Written problem =>
Copy exactly the run of lines that begins at the line with "Point out the shadow on grass in this photo." and ends at the final line of the entries.

Materials provided =>

* start *

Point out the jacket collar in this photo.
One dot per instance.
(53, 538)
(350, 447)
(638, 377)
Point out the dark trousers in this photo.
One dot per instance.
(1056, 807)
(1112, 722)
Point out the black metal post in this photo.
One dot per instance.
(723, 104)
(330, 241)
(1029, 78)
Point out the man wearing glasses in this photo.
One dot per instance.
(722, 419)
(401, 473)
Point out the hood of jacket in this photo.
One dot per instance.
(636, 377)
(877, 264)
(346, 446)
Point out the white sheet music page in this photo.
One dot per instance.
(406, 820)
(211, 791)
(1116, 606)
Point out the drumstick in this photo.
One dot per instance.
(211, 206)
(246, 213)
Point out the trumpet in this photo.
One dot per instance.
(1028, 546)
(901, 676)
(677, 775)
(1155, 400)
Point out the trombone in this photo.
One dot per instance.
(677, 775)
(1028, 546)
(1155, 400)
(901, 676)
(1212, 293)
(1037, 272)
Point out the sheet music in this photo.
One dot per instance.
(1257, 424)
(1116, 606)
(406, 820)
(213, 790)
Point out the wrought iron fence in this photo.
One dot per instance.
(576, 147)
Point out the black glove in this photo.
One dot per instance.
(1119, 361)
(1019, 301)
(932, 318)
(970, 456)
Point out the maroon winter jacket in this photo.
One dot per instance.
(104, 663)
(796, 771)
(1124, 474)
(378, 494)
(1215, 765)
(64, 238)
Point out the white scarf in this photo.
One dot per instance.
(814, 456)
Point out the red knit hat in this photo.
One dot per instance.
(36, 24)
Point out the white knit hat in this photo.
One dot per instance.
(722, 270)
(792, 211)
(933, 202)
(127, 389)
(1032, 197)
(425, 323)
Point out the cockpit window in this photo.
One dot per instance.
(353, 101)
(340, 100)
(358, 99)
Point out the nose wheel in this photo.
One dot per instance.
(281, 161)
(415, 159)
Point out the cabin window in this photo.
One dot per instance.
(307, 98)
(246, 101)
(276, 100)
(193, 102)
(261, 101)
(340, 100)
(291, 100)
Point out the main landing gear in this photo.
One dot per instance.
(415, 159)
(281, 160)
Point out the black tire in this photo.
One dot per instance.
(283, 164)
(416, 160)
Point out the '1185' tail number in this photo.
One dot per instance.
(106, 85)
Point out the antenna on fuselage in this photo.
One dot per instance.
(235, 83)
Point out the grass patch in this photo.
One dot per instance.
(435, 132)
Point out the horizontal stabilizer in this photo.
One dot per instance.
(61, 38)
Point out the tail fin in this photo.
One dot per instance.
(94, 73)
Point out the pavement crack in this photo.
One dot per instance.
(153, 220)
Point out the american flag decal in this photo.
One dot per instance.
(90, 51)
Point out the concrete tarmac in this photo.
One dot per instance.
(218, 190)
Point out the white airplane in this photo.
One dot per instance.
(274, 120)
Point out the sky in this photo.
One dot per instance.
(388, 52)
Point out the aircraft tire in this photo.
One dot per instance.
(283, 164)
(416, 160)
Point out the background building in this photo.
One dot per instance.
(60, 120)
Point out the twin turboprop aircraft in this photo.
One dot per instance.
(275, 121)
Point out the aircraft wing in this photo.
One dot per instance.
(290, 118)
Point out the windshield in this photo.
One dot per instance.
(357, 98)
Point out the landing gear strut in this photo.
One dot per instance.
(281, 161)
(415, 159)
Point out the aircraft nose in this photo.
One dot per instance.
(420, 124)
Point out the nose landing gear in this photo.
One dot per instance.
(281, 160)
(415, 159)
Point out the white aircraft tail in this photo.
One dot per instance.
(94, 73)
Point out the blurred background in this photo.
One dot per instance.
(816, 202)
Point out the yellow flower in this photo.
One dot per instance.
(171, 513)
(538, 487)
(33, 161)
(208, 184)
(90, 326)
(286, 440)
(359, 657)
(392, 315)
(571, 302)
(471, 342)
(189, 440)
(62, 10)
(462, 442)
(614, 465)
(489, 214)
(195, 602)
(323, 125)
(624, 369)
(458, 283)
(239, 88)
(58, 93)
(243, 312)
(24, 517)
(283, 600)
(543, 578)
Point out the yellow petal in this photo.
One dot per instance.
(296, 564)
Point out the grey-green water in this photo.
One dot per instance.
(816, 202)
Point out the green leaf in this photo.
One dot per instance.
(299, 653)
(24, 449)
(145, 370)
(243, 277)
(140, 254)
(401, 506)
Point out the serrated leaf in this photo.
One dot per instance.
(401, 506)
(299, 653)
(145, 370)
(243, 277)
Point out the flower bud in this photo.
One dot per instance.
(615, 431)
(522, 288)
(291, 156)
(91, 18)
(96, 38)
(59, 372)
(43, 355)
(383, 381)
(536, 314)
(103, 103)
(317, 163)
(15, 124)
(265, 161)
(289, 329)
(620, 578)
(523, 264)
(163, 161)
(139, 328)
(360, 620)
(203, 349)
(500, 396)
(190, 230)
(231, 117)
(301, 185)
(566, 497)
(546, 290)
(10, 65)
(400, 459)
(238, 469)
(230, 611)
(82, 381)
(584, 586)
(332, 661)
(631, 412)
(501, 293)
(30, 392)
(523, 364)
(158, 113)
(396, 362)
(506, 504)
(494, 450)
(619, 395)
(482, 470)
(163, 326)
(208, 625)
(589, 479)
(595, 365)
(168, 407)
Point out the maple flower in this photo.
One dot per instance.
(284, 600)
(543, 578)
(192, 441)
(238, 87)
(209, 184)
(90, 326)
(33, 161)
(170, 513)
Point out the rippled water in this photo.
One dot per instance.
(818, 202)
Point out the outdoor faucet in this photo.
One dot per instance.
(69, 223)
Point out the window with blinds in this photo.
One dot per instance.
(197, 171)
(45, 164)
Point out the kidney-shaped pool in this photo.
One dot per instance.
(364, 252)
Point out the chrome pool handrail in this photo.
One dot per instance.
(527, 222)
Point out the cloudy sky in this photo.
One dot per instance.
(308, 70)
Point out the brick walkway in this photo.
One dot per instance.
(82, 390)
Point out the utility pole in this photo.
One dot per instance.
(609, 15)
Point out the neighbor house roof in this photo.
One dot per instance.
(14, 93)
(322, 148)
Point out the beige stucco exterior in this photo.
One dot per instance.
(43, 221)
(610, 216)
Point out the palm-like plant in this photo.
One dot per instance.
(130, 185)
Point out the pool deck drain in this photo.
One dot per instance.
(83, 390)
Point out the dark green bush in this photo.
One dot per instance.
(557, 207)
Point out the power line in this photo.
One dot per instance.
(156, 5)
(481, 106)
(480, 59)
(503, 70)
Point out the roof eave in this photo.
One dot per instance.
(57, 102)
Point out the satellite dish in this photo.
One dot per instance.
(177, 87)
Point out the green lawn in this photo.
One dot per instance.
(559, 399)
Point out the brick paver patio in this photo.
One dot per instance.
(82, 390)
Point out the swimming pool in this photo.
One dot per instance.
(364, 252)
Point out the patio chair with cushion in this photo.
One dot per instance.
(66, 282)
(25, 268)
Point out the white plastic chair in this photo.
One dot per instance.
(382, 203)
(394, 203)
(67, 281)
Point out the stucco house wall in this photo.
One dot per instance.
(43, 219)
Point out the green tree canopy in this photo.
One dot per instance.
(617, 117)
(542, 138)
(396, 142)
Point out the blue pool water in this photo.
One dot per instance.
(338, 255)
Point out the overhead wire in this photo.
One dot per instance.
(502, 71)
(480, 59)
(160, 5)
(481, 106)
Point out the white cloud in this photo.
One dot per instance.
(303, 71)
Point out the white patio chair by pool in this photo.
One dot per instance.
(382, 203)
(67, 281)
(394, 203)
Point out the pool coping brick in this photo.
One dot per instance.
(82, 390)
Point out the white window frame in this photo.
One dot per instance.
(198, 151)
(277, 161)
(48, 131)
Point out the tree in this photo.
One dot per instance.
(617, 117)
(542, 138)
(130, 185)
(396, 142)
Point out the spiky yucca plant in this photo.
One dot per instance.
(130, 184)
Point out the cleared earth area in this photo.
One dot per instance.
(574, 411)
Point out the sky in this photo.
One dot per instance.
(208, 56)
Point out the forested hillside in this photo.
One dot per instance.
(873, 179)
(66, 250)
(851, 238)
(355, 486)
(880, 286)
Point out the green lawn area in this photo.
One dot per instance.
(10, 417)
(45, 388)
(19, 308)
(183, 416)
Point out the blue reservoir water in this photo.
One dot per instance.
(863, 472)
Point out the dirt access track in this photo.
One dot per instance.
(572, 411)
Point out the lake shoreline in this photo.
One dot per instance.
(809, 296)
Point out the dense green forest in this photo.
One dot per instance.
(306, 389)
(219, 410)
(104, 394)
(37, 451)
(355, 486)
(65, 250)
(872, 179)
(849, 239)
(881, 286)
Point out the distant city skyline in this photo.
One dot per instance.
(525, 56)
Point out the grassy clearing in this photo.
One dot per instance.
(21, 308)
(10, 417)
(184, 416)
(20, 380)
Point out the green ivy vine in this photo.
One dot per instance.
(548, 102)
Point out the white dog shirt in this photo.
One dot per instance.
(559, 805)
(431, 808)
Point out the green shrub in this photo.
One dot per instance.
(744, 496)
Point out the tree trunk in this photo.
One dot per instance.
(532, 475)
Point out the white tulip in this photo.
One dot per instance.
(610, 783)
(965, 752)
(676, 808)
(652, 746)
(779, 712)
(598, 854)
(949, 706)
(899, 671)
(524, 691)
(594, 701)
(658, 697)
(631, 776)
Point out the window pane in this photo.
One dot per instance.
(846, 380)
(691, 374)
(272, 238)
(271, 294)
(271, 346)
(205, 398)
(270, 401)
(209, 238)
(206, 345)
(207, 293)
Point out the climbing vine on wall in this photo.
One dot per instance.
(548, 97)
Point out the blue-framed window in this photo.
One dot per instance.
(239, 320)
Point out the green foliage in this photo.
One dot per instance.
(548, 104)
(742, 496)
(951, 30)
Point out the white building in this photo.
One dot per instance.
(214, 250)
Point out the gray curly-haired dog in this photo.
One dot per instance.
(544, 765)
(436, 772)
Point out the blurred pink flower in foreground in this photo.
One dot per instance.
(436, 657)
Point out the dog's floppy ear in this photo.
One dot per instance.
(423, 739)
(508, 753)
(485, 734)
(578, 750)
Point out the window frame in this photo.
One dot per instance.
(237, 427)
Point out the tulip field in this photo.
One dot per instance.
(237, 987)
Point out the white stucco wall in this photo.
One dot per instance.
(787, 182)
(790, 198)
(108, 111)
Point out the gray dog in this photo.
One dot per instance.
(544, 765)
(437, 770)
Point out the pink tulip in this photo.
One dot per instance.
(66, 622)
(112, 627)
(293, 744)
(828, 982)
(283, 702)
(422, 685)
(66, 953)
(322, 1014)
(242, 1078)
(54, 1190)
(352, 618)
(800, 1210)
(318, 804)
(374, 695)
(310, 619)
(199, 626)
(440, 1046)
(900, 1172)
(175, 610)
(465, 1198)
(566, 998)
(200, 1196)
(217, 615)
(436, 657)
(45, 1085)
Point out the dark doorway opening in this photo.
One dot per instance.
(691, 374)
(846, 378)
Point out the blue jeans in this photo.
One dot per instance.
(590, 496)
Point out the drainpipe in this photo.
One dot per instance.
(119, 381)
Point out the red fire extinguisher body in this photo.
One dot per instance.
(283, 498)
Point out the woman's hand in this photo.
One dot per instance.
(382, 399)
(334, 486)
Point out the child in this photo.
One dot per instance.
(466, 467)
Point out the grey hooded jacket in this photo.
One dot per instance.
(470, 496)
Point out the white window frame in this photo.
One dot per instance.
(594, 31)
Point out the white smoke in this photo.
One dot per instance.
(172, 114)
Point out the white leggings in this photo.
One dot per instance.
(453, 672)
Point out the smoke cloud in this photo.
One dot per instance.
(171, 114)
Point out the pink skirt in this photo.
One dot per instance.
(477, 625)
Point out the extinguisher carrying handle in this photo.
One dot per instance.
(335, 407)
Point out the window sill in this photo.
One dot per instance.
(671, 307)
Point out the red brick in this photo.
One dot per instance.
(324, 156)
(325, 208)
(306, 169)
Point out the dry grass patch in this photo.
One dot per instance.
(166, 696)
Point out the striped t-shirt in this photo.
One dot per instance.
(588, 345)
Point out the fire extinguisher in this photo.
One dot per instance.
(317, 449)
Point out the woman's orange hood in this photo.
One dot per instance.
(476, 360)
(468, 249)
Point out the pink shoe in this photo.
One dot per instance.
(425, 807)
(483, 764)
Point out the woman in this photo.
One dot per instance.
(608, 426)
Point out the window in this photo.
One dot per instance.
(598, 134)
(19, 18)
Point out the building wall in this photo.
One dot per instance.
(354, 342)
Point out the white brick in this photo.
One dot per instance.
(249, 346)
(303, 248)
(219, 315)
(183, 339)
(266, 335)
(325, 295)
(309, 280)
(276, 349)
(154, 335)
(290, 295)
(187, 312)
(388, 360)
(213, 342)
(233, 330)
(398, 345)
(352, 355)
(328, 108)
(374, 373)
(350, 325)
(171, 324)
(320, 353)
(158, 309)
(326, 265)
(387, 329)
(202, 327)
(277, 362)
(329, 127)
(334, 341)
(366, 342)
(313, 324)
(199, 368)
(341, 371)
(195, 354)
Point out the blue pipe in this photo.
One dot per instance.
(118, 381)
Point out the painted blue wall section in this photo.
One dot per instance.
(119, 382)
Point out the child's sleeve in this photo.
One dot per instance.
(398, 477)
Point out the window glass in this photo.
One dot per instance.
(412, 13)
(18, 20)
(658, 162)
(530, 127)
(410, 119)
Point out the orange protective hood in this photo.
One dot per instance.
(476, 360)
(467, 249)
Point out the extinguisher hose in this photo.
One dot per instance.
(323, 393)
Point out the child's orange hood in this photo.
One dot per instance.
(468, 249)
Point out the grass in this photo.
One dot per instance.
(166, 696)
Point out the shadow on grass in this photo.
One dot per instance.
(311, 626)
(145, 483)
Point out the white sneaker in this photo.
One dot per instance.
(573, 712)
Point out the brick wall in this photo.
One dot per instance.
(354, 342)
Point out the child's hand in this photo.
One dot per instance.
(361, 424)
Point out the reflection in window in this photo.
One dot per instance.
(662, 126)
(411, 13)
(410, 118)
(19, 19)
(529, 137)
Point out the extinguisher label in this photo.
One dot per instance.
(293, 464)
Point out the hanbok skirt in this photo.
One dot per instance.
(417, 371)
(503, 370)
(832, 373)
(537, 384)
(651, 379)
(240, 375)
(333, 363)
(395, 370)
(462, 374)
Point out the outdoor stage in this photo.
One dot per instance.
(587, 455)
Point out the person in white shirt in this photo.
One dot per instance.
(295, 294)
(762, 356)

* end *

The reply =>
Point out the shadow on grass in this photo.
One dot per instance.
(311, 626)
(145, 483)
Point out the white sneaker in this photo.
One dot per instance.
(573, 712)
Point out the brick wall in this photo.
One dot per instance.
(354, 342)
Point out the child's hand in this photo.
One dot per instance.
(361, 424)
Point out the reflection in window in this photo.
One dot per instance.
(662, 126)
(411, 13)
(410, 118)
(19, 19)
(529, 137)
Point out the extinguisher label in this photo.
One dot per instance.
(293, 464)
Point out the hanbok skirt in this photo.
One dot per instance.
(417, 371)
(503, 370)
(832, 373)
(537, 384)
(651, 379)
(240, 375)
(333, 363)
(395, 370)
(462, 374)
Point out the outdoor stage in this photo.
One dot per instance.
(587, 455)
Point out the person in white shirt in this photo.
One dot per instance.
(295, 294)
(762, 356)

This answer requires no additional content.